◆ MATERIALS PROVIDED

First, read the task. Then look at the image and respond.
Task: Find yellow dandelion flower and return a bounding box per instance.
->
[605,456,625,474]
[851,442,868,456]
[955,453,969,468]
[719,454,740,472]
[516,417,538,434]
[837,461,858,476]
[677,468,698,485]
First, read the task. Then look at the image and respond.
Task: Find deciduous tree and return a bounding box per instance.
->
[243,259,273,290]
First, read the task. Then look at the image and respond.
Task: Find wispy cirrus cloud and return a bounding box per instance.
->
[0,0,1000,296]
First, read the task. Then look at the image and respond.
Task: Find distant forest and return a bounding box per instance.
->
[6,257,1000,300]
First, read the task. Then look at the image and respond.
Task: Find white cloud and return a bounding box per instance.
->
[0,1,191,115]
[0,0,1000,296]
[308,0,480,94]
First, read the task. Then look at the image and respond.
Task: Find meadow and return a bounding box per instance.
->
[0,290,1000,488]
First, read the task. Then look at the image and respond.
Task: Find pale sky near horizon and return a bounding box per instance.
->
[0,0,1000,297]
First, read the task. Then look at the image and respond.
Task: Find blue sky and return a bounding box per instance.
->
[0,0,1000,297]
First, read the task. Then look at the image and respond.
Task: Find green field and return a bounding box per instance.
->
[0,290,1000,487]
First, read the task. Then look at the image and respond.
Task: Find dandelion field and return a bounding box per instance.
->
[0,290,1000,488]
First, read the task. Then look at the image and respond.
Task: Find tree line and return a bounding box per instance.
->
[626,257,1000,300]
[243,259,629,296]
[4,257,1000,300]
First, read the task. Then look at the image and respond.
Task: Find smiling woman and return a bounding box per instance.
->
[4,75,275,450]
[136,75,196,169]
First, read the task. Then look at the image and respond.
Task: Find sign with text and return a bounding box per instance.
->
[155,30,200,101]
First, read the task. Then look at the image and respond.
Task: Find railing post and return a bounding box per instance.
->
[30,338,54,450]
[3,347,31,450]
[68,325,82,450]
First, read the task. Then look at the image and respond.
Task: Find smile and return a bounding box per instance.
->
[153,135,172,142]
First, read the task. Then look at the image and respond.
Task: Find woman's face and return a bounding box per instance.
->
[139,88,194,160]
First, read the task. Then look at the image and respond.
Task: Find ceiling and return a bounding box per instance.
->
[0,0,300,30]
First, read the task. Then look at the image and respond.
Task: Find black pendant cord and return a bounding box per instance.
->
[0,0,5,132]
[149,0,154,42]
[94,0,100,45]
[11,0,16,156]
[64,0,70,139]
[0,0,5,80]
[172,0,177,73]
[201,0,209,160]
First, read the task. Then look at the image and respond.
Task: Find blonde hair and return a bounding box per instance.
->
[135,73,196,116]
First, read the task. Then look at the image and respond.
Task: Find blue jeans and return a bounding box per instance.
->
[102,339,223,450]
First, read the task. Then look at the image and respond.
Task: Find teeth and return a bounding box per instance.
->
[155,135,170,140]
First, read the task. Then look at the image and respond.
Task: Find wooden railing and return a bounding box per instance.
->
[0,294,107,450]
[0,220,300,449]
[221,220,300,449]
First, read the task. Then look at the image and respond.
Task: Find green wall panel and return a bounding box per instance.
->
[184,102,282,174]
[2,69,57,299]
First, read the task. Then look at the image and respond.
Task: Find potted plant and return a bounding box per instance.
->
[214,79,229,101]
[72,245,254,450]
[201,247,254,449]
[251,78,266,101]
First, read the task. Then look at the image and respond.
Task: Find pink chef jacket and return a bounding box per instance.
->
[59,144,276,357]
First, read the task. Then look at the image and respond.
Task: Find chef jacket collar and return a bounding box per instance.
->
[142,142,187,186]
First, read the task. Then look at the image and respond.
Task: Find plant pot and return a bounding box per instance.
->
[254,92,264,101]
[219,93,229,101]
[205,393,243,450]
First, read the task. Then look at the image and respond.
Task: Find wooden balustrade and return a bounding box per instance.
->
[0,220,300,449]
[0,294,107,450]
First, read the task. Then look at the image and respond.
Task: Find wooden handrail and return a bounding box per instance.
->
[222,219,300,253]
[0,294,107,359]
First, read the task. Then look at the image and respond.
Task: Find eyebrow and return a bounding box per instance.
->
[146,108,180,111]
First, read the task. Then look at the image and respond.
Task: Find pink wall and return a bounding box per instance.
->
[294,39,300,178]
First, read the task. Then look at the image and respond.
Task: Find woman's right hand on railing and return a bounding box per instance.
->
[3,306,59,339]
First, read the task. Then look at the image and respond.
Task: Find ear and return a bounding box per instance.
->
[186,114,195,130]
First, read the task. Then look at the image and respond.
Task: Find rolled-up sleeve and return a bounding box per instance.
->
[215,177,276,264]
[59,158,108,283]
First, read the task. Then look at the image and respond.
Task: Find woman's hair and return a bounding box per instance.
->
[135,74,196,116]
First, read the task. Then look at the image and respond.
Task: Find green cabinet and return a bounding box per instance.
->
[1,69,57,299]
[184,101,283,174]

◆ SHORT EXERCISE
Convert every line of the entries above into a JSON list of strings, one string per line, with blank lines left out.

◆ PROBLEM SOLUTION
[
  "First, read the task. Then look at the image and respond.",
  "Task: Find yellow dandelion flower and return a bounding box per instance.",
  "->",
  "[605,456,625,474]",
  "[851,442,868,456]",
  "[955,453,969,468]",
  "[719,454,740,472]",
  "[516,417,538,434]",
  "[837,461,858,476]",
  "[677,468,698,485]",
  "First, read the task. Then look at the image and respond.",
  "Task: Find deciduous tree and return a bounding box per instance.",
  "->",
  "[243,259,273,290]",
  "First, read the task. Then look at the image and respond.",
  "Task: Find wispy cirrus cloud and return a bounding box per instance.",
  "->",
  "[0,0,1000,296]",
  "First, read the task. Then look at the image and respond.",
  "Task: Find distant forest and return a bounding box per instance.",
  "->",
  "[6,257,1000,300]",
  "First, read the task. Then look at the image and respond.",
  "Task: Find white cloud and return a bounding box per instance.",
  "->",
  "[0,1,191,115]",
  "[0,0,1000,296]",
  "[308,0,480,94]",
  "First, read the task. Then look at the image and respond.",
  "Task: Find meadow and return a bounding box per instance.",
  "->",
  "[0,290,1000,488]",
  "First, read the task. Then look at the image and respond.",
  "Task: Find pale sky near horizon and return a bounding box per instance.",
  "->",
  "[0,0,1000,297]",
  "First, read the task. Then look at the image and respond.",
  "Task: Find blue sky and return a bounding box per instance.",
  "->",
  "[0,0,1000,297]",
  "First, read the task. Then look at the image and respond.",
  "Task: Find green field and return a bounding box per instance.",
  "->",
  "[0,290,1000,487]",
  "First, read the task. Then look at the image and respond.",
  "Task: Find dandelion field and return a bounding box per instance.",
  "->",
  "[0,290,1000,488]",
  "First, read the task. Then look at the image and respond.",
  "Task: Find tree line and return a bounding box per instance.",
  "->",
  "[626,257,1000,300]",
  "[243,259,629,296]",
  "[4,257,1000,300]",
  "First, read the task. Then look at the image and respond.",
  "Task: Find smiling woman and return a bounding box per instance.",
  "->",
  "[4,75,275,450]",
  "[136,75,196,169]",
  "First, read the task. Then look at the image and respond.",
  "Task: Find sign with text and return a bounding box per instance.",
  "->",
  "[155,30,200,101]",
  "First, read the task. Then look at the image and respond.",
  "Task: Find railing post and return a bounding box per instance.",
  "->",
  "[30,338,54,450]",
  "[3,347,31,450]",
  "[68,325,82,450]",
  "First, read the task. Then look at the image and respond.",
  "Task: Find smile and return a bounding box per instance.",
  "->",
  "[153,135,172,142]",
  "First, read the task. Then look at the image and respond.",
  "Task: Find woman's face and return a bounding box per instance.",
  "->",
  "[139,88,194,160]",
  "First, read the task. Then look at the image and respond.",
  "Task: Find ceiling and return a bounding box per instance.",
  "->",
  "[0,0,300,30]",
  "First, read the task. Then look at the image and respond.",
  "Task: Find black pendant cord and return a bounding box per instance.",
  "->",
  "[0,0,5,132]",
  "[149,0,154,42]",
  "[94,0,100,45]",
  "[11,0,16,156]",
  "[64,0,70,139]",
  "[0,0,5,80]",
  "[172,0,177,73]",
  "[201,0,209,160]",
  "First, read the task. Then look at the image and respond.",
  "Task: Find blonde hair and return a bounding box per instance.",
  "->",
  "[135,73,196,116]",
  "First, read the task. Then look at the image and respond.",
  "Task: Find blue jeans and return a bounding box per instance.",
  "->",
  "[102,339,223,450]",
  "First, read the task. Then look at the image and respond.",
  "Task: Find teeth and return a bounding box per instance.",
  "->",
  "[155,135,170,140]",
  "First, read the task. Then look at the image and respond.",
  "Task: Find wooden railing and return a bounding box per instance.",
  "->",
  "[0,294,107,450]",
  "[0,220,300,449]",
  "[221,220,300,449]",
  "First, read the task. Then look at the image and respond.",
  "Task: Find green wall panel and return a bounding box per instance.",
  "->",
  "[184,102,282,174]",
  "[2,69,57,299]",
  "First, read the task. Then look at the image and respond.",
  "Task: Find potted plant and return a bounding box per instance.",
  "->",
  "[214,79,229,101]",
  "[72,245,254,450]",
  "[201,247,254,449]",
  "[251,78,266,101]",
  "First, read the task. Then look at the image and respond.",
  "Task: Find pink chef jacket and return a bounding box per instance.",
  "->",
  "[59,144,276,357]",
  "First, read the task. Then look at the image and respond.",
  "Task: Find chef jacket collar and return a bounding box per instance.",
  "->",
  "[142,142,187,186]",
  "First, read the task. Then look at the image and respond.",
  "Task: Find plant pot and return a bounding box per instance.",
  "->",
  "[254,92,264,101]",
  "[219,93,229,101]",
  "[205,393,243,450]",
  "First, read the task. Then look at the image and respond.",
  "Task: Find wooden balustrade and return a bounding box per instance.",
  "->",
  "[0,220,300,449]",
  "[0,294,107,450]",
  "First, read the task. Then look at the image and respond.",
  "Task: Find wooden handrail and return a bounding box per instance.",
  "->",
  "[222,219,300,253]",
  "[0,294,107,359]",
  "First, read the task. Then look at the image and respond.",
  "Task: Find eyebrow and return a bounding box per instance.",
  "->",
  "[146,108,180,111]",
  "First, read the task. Then look at the image and respond.",
  "Task: Find pink wall and return a bounding box per instance.",
  "->",
  "[294,39,300,178]",
  "First, read the task. Then look at the image and respond.",
  "Task: Find woman's right hand on railing and return a bounding box per instance.",
  "->",
  "[3,306,59,339]",
  "First, read the task. Then look at the image and respond.",
  "Task: Find ear and return a bounding box per instance.",
  "->",
  "[186,114,195,130]",
  "First, read the task. Then look at the image and respond.",
  "Task: Find rolled-up sleeve and return a bounding box per instance.",
  "->",
  "[215,177,276,264]",
  "[59,158,108,283]",
  "First, read the task. Then look at the image and respond.",
  "Task: Find woman's hair and return a bounding box per instance.",
  "->",
  "[135,74,196,116]",
  "First, read the task. Then look at the image and respond.",
  "Task: Find green cabinet and return a bounding box per instance.",
  "->",
  "[1,69,57,299]",
  "[184,101,283,174]"
]